Selected extract:
● ● ● ● ● ● ●

# Civil War Layout



## Don Chovanec (Jan 13, 2009)

Late one night I read a post from a person on this forum who was interested in building a Civil war layout. Years ago I was taken to Gettysburg by friends and I noticed a train museum accross from the cemetary. My wife and friends went on and toured the cemetary and I of course went to the train museum. It was an fantastic museum with trains the likes of which I have never seen. They also had a train layout of Gettysburg at the time of the Civil war. It was really good. Much detail had been paid to every aspect including cannons on the trains which I read was done in some cases. Has anyone seen this. I don't even know if it still exist but it was one of the finest collections I have ever seen.


----------



## stationmaster (Dec 7, 2008)

Don,

Link: http://www.gettysburg.travel/visitor/member_detail.asp?contact_id=263

Bob


----------



## shaygetz (Sep 23, 2007)

Been there many times over the years, I find Gettysburg haunting and beautiful. I took my Cajun bride to see the Louisiana memorial, Devil's Den, the Railroad Cut and Picket's Charge the last time we were there. The train museum is the best.


----------



## MacDaddy55 (Aug 19, 2008)

● ● ● ● ● ● ●

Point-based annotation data
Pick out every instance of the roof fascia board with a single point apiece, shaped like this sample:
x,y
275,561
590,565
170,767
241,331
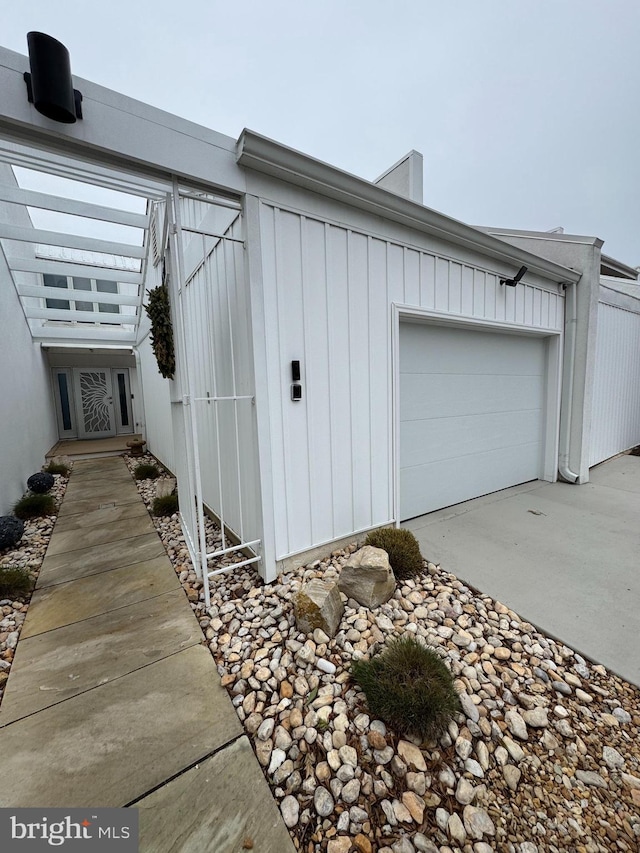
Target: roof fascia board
x,y
270,157
624,270
544,235
119,130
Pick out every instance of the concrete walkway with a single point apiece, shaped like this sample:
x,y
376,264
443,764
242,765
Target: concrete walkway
x,y
113,700
564,557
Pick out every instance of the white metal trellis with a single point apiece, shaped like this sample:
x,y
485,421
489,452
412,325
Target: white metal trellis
x,y
194,253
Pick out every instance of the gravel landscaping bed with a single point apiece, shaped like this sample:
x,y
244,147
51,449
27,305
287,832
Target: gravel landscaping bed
x,y
545,756
28,555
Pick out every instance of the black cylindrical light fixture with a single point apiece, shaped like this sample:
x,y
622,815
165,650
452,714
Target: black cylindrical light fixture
x,y
51,83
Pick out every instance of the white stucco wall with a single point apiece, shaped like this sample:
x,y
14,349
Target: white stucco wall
x,y
615,420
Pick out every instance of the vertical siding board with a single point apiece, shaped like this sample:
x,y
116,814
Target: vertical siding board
x,y
427,281
360,372
315,374
270,238
411,277
338,307
442,285
292,346
380,390
455,288
468,291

● ● ● ● ● ● ●

Carry on the forum thread about a Civil War layout and the Gettysburg train museum from its last line.

Response below:
*Yes..its still there!*

Hi Don,
Its the "Lincoln Train Museum" on the grounds of the National cemetary and yeah its one fantastic layout with a lot of different trains. I went there on vacation about 5 years ago and was very impressed.....I always wondered about those civil war engines & cars on Ebay,now I know! WOW! :thumbsup::thumbsup:


----------



## Don Chovanec (Jan 13, 2009)

Thanks Everyone! That's the one. When I went their my wife took our video camera with her to tour Gettysburg. I was so dissapointed not having a camera, that she went back to the Museum and requested that I be let in again to get some shots. Wow I got some great shots. The people that run it were so nice. Now I gotta go on a search my vids to see em again. I will put it on DVD to keep.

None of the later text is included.